# TEXT BLOCK
— Begin —
September 17, 2014 at 5:26 pm EST | by Michael K. Lavers
Brief filed in Puerto Rico marriage lawsuit
Puerto Rico gay marriage, Ivonne Álvarez Velez, Pedro Julio Serrano, Puerto Rico Para Tod@s, Ada Conde Vidal, gay news, Washington Blade

Ivonne Álvarez Velez, left, with Pedro Julio Serrano of Puerto Rico Para Tod@s and Ada Conde Vidal. (Photo courtesy of Pedro Julio Serrano)

SAN JUAN, Puerto Rico — Lambda Legal on Sept. 15 urged a federal court to rule in favor of marriage rights for same-sex couples in a lawsuit a Puerto Rican lesbian couple filed earlier this year.

“All families deserve to have their love and commitment recognized in Puerto Rico; they need the protections only marriage can provide as soon as possible without discrimination,” said Omar Gonzalez-Pagan, a staff attorney for Lambda Legal, after the organization filed a request with the U.S. District Court of Puerto Rico in San Juan seeking a summary judgment in the case “Every day that passes, our gay, lesbian, bisexual and transgender family members are told they are inferior to our other family members. They are living, working and caring for each other now and need the dignity and respect of marriage.”

Ada Conde Vidal and Ivonne Álvarez Velez of San Juan in March filed a lawsuit seeking recognition of their Massachusetts marriage. Four other same-sex couples; Lambda Legal and Puerto Rico Para Tod@s, a Puerto Rican LGBT advocacy group, joined the women’s case in June.
— End —
# DATA RECORDS
— Begin —
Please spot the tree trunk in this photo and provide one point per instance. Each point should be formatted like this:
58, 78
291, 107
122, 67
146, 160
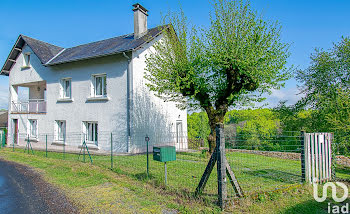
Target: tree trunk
213, 120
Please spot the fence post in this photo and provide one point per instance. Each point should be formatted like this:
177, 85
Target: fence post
302, 144
64, 147
46, 146
147, 142
111, 151
333, 157
221, 165
28, 143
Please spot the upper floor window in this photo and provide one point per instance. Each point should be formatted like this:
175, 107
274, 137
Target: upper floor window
60, 130
33, 128
66, 88
99, 85
90, 131
26, 59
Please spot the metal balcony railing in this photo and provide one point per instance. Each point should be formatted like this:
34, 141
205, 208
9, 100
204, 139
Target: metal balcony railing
30, 106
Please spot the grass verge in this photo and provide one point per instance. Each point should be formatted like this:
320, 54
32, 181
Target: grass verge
125, 189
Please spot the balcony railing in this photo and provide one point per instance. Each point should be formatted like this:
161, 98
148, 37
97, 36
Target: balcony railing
30, 106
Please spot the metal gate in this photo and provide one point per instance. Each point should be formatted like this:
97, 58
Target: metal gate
318, 157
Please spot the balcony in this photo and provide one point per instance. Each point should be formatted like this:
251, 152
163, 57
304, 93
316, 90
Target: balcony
32, 106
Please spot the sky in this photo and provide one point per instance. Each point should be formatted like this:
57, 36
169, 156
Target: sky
306, 25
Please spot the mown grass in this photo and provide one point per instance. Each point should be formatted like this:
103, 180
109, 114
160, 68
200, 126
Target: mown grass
125, 188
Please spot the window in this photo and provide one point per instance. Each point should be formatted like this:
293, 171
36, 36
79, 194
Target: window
66, 89
60, 130
26, 61
99, 85
33, 129
91, 132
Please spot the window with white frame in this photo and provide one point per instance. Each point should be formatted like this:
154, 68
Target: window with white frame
60, 130
66, 88
90, 131
26, 60
99, 85
33, 128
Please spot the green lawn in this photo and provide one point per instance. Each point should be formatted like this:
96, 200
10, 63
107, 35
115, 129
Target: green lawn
126, 187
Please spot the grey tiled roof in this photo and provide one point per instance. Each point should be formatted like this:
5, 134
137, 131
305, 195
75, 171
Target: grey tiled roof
43, 50
105, 47
3, 119
52, 55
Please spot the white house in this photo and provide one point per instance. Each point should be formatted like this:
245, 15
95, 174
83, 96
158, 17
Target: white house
90, 92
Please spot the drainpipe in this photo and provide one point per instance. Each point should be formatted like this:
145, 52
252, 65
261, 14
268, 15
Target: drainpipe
129, 100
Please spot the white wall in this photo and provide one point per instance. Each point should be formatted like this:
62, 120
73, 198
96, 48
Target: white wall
110, 115
151, 115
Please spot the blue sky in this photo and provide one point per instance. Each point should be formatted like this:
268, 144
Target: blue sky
306, 25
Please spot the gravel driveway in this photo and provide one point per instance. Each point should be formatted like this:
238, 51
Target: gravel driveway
22, 190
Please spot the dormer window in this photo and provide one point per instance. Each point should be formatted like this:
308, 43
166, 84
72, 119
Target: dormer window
26, 60
66, 88
99, 85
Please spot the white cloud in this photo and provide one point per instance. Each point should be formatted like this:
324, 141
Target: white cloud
291, 95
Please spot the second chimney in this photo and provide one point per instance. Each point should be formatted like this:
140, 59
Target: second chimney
140, 20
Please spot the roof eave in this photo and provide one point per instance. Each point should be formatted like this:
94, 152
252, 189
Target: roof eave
98, 56
103, 55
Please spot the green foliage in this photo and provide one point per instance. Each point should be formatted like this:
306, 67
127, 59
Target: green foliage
198, 127
230, 63
255, 129
325, 106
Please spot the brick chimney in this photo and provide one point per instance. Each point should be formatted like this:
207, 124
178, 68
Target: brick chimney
140, 20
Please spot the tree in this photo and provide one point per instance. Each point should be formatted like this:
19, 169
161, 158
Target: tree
230, 63
325, 85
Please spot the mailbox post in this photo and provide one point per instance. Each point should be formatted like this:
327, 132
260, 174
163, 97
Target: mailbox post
164, 154
147, 142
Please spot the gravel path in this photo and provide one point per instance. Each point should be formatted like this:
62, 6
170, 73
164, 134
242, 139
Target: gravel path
22, 190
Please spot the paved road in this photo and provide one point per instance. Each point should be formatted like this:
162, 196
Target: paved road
22, 190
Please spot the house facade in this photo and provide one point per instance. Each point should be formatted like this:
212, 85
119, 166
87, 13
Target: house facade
93, 93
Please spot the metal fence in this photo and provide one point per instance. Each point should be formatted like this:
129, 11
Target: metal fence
260, 163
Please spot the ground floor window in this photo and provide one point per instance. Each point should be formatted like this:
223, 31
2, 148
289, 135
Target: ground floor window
33, 128
60, 130
91, 132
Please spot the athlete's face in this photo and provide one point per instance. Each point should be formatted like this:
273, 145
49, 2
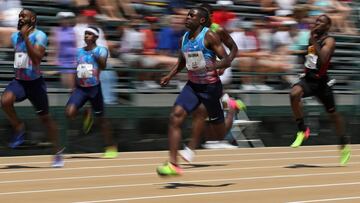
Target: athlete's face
90, 38
25, 18
322, 25
193, 19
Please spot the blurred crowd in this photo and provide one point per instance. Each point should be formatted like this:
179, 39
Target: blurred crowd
146, 34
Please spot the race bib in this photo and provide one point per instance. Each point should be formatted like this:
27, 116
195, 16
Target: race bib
21, 60
84, 70
195, 60
311, 61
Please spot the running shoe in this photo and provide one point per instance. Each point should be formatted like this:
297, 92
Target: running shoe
88, 121
232, 103
17, 139
58, 161
169, 169
345, 155
187, 154
110, 152
300, 137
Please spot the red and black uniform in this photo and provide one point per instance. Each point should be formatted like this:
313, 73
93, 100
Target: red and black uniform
315, 81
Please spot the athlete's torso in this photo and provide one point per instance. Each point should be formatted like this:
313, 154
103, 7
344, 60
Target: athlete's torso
87, 68
197, 56
312, 63
24, 68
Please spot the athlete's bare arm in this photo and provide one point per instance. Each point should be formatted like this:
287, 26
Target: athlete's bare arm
228, 41
101, 61
212, 41
180, 64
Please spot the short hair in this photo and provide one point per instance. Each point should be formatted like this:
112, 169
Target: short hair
327, 18
207, 6
32, 11
204, 13
95, 28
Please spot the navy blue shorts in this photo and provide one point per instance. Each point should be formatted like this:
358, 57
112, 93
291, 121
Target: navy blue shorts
319, 89
192, 95
34, 90
83, 94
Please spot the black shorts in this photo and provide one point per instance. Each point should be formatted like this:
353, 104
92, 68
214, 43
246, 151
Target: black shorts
83, 94
320, 89
192, 95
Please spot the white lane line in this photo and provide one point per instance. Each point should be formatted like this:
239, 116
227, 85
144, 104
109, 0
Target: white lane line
166, 152
222, 192
12, 171
67, 160
162, 183
144, 174
327, 200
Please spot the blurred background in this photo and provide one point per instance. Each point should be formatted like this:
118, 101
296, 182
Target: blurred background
143, 39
— End —
# WORK TO COMPLETE
A – In the news article about the Puerto Rico marriage lawsuit, which state's marriage did Ada Conde Vidal and Ivonne Álvarez Velez ask to have recognized?
B – Continue the news article about the Puerto Rico marriage lawsuit from its last sentence.

# RESULTS BY TASK
A – Their Massachusetts marriage.

B –
Puerto Rican lawmakers in 1999 amended the U.S. commonwealth’s civil code to ban recognition of same-sex marriages — even those legally performed in other jurisdictions.

Gov. Alejandro García Padilla supports civil unions for gays and lesbians, but his administration late last month filed a motion with the court to dismiss the marriage lawsuit.

“Every day that passes, our gay, lesbian, bisexual and transgender family members are told they are inferior to our family members,” said Gonzalez-Pagan. “They are living, working and caring for each other now and need the dignity and respect of marriage.”

Gays and lesbians are able to legally marry in 19 states and D.C.

Justices of the U.S. Supreme Court on Sept. 29 are scheduled to discuss whether they will consider any of the seven petitions to hear same-sex marriage cases from Virginia, Utah, Oklahoma, Indiana and Wisconsin.

Michael K. Lavers is the international news editor of the Washington Blade. Follow Michael

Comments are closed
© Copyright Brown, Naff, Pitts Omnimedia, Inc. 2019. All rights reserved.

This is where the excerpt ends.